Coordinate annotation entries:

──────────

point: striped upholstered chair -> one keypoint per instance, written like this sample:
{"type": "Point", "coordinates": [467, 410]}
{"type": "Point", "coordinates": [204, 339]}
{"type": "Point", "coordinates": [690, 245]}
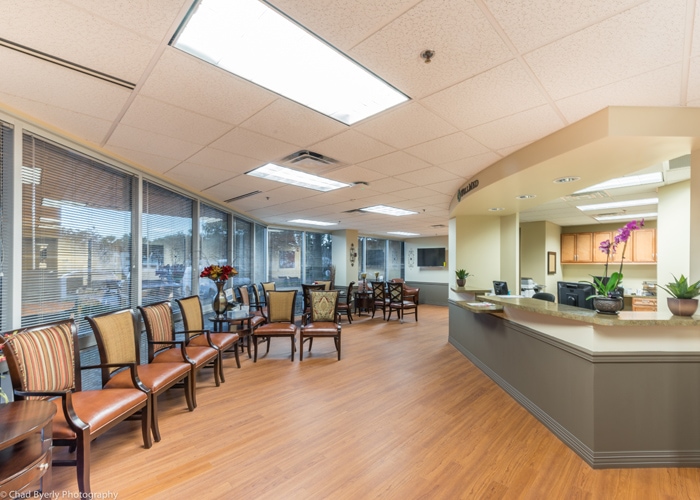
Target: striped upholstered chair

──────────

Repeat the material above line for line, with no changes. Leave out the pictures.

#### Expected answer:
point: striped upholstered chair -> one keypoint per instance, written like this sample:
{"type": "Point", "coordinates": [467, 410]}
{"type": "Point", "coordinates": [204, 339]}
{"type": "Point", "coordinates": [690, 245]}
Target: striped upholstered chair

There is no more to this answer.